Challenge
Continue the mtcars model-building code excerpt from the point where it stops.

Source document

Here is the code to my approach using the mtcars data as an example of what I am trying to accomplish:

library(broom)
library(tidyverse)
data("mtcars")

# creating empty list to store the models
models <- vector("list")

# getting the independent variables to put into the model
# also removing some variables due to collinearity
names <- colnames(mtcars[ ,-match(c("wt", "mpg", "disp", "cyl", "drat"), colnames(mtcars))])

# adding one independent variable to the model at a time
for (i in 1:length(names)){
  f <- as.formula(paste("mpg ~", paste(names[1:i], collapse = "+")))
  model <- lm(f, data=mtcars)
  models[[i]] <- model
}

# Naming the models
names(models) <- paste0("MODEL", 1:length(names))

# getting the coeffecients
all_coefs <- plyr::ldply(models, tidy, .id = "model")
coefs <- all_coefs %>% select(-(std.error:p.value)) %>%
  spread(model, estimate)

Dataset

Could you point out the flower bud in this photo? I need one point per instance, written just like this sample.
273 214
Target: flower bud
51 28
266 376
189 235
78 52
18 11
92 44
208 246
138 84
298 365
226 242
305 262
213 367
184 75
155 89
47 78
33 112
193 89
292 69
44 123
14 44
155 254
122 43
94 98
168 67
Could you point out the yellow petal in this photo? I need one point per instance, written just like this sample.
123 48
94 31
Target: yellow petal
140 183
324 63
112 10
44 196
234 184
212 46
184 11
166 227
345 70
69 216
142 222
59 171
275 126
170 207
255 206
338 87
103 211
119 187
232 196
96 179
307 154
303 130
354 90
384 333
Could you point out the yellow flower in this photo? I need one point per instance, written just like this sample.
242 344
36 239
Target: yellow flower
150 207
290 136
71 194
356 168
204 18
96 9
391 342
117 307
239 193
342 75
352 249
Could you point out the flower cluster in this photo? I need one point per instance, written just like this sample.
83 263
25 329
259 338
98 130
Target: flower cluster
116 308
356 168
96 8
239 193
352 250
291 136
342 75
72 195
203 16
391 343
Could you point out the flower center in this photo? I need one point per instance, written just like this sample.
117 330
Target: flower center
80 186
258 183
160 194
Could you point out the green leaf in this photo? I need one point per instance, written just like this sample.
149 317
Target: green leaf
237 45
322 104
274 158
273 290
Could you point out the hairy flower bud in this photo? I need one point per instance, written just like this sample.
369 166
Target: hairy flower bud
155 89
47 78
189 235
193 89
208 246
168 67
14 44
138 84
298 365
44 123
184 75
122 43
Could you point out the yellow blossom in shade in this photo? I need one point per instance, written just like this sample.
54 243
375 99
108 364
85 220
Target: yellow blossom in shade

Answer for the task
# getting the r2 
all_r2 <- plyr::ldply(models, glance, .id = "model")
r2 <- all_r2 %>% select(-r.squared, -(sigma:df.residual)) %>%
  spread(model, adj.r.squared) %>% 
  mutate(term = "adj.rsquared")

# gather the t-stats for each variable
p.value <- all_coefs %>% select(-(estimate:statistic)) %>%
  spread(model, p.value)

# combing r-squared and coeffecients
model_results <- bind_rows(coefs, r2)

The question I have is whether or not this seems like an appropriate approach to take for studying a lot of different models? If not, what approaches would others suggest.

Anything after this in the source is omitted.